▶ **QUOTED PASSAGE**
- Promotional image
- Directed by: Julien Magnat
- Written by: Julien Magnat Kelly Smith Agnès Caffin
- Produced by: Kevin DeWalt Jean-Charles Levy Clément Miserez
- Starring: Milla Jovovich Julian McMahon David Atrakchi Sarah Wayne Callies Sandrine Holt
- Cinematography: Rene Ohashi
- Edited by: Antoine Vareille
- Music by: John McCarthy
- Production companies: Minds Eye Entertainment Radar Films Frantic Films Forecast Pictures Voltage Pictures
- Distributed by: Millennium Entertainment
- Release date: November 4, 2011;
- Running time: 102 minutes
- Countries: United States Canada United Kingdom
- Language: English
- Budget: $15 million
- Box office: $2 million

= Faces in the Crowd (2011 film) =

Faces in the Crowd is a 2011 crime thriller film written and directed by Julien Magnat, starring Milla Jovovich, Julian McMahon, David Atrakchi, Michael Shanks, Sandrine Holt, and Sarah Wayne Callies.

==Premise==
Anna Marchant (Milla Jovovich) witnesses a murder by a serial killer called Tearjerker Jack (David Atrakchi). Jack chases and attacks her, but she eludes him by falling from a bridge. Anna wakes from a coma one week later and is diagnosed with prosopagnosia, also known as "face blindness". Able to recognize objects but not faces, she works with police detective Sam Kerrest (Julian McMahon) to stop Tearjerker Jack before he can murder her.

==Production==
This movie is the second feature of writer/director Julien Magnat. Production began May 8, 2010 in and around Winnipeg, Manitoba, Canada, and principal photography wrapped up on June 13, 2010.

▶ **RECORDED DATA**
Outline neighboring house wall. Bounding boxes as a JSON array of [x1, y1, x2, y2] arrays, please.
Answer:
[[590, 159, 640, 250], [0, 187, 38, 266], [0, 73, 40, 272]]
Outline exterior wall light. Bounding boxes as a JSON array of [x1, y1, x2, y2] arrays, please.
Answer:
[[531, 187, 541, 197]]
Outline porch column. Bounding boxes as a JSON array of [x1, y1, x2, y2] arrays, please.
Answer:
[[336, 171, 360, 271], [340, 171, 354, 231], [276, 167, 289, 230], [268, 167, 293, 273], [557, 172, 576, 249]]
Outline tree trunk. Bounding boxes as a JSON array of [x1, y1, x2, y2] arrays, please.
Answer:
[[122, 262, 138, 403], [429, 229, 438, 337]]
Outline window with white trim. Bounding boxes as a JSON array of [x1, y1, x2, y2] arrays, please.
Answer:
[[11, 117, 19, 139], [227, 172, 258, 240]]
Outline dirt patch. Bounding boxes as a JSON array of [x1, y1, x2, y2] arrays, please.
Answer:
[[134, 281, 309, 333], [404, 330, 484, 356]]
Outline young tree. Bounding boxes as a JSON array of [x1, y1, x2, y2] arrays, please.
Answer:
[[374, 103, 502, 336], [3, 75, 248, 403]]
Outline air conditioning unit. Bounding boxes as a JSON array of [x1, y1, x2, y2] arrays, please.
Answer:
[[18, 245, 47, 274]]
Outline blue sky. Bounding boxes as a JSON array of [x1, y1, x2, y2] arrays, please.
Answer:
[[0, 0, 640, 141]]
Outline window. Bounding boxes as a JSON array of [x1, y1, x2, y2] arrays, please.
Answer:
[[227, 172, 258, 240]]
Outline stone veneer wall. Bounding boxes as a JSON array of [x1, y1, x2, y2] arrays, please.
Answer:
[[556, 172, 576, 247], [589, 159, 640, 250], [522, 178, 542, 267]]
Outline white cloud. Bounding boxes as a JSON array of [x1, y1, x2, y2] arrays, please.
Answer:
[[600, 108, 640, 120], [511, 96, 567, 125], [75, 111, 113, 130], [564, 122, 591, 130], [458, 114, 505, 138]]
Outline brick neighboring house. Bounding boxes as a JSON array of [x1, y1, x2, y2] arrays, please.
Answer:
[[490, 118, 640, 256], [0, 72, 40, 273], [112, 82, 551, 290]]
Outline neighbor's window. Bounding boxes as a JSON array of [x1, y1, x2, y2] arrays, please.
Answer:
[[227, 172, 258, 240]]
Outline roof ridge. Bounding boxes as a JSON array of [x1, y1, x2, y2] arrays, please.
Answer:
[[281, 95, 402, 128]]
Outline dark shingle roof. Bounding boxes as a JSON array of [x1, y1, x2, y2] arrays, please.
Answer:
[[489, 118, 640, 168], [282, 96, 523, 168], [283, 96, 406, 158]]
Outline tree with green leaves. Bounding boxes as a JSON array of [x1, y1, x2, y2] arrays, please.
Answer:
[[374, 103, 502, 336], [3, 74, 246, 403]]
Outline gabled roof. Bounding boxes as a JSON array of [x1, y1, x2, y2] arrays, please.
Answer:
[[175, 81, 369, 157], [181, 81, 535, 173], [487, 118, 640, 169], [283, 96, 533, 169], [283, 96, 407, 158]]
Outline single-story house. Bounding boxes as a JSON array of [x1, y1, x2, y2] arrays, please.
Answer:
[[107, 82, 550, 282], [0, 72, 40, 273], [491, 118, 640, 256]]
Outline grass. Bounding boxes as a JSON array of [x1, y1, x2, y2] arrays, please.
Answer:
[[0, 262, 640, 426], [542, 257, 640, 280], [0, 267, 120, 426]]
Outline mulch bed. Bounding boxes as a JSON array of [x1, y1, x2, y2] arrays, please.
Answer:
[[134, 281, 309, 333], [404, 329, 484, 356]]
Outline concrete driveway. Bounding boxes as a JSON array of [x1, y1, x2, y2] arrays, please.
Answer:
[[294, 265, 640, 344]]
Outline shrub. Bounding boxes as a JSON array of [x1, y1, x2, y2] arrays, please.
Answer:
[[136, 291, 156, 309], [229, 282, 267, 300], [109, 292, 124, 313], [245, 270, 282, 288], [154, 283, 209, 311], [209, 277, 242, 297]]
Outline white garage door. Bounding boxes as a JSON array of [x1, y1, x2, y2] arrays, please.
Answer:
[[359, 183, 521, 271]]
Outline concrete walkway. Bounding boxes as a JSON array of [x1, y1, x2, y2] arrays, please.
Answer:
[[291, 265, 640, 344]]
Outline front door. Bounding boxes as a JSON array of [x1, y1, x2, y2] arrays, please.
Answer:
==
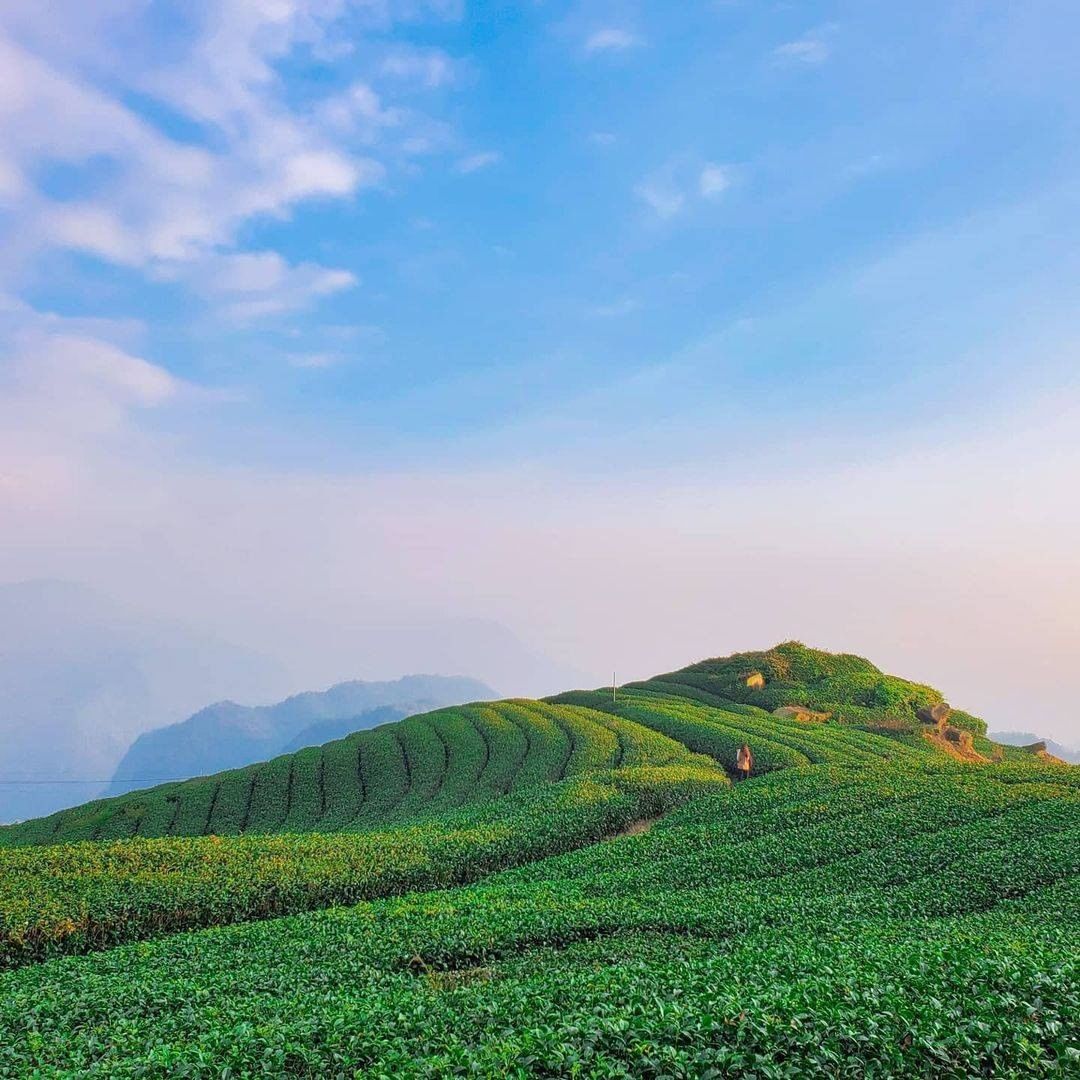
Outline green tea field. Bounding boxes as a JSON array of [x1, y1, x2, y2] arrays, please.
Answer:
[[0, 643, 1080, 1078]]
---
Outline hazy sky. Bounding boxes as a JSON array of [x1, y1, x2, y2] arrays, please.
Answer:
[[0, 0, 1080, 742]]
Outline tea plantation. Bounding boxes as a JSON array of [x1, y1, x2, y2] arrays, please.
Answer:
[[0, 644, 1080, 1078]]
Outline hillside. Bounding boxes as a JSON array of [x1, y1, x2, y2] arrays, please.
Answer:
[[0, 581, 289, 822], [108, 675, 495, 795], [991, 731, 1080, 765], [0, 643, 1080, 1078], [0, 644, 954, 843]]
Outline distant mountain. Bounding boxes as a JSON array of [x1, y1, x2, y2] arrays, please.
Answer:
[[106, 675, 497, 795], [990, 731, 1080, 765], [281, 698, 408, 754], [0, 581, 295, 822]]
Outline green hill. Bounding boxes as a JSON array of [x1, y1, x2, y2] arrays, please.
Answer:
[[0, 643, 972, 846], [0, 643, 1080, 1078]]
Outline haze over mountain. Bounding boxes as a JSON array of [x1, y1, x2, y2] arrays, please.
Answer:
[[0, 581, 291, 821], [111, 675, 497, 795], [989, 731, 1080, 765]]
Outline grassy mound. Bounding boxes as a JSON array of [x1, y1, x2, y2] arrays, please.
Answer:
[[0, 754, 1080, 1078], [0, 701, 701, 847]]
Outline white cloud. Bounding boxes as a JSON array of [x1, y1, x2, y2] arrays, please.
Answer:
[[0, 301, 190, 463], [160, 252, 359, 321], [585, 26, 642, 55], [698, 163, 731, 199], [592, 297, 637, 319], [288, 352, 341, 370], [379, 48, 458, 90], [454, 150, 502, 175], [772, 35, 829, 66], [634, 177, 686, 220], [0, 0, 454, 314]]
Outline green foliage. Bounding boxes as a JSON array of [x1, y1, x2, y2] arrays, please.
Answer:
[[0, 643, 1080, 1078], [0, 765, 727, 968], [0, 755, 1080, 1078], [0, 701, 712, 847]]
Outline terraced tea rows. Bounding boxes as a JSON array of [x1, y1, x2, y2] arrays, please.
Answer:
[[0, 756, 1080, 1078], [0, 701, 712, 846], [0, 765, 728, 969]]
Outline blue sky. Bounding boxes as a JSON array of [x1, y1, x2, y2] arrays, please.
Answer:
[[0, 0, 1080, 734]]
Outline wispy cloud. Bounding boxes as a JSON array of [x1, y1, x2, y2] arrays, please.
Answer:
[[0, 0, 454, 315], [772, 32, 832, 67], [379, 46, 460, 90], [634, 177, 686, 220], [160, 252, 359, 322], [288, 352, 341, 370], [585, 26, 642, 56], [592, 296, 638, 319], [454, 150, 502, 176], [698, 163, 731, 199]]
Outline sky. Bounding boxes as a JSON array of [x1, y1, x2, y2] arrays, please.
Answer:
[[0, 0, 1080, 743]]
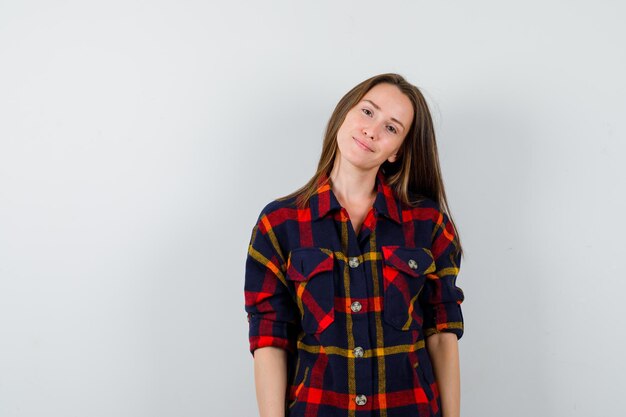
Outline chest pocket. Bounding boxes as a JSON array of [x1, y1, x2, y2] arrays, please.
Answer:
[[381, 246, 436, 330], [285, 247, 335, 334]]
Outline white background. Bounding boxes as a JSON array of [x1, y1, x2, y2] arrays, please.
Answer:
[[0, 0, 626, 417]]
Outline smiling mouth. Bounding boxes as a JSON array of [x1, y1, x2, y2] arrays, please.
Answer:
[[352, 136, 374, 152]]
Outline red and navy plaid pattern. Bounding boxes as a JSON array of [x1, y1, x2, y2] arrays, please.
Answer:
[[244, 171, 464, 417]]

▶ **WORK INSTRUCTIONS**
(a) According to the film article above, what condition is Anna diagnosed with after she wakes from her coma?
(b) Duplicate the passage of the film article above between "Faces in the Crowd is" and "Sarah Wayne Callies.", inclusive.

▶ **ANSWERS FOR THIS EXERCISE**
(a) Prosopagnosia, also known as "face blindness."

(b)
Faces in the Crowd is a 2011 crime thriller film written and directed by Julien Magnat, starring Milla Jovovich, Julian McMahon, David Atrakchi, Michael Shanks, Sandrine Holt, and Sarah Wayne Callies.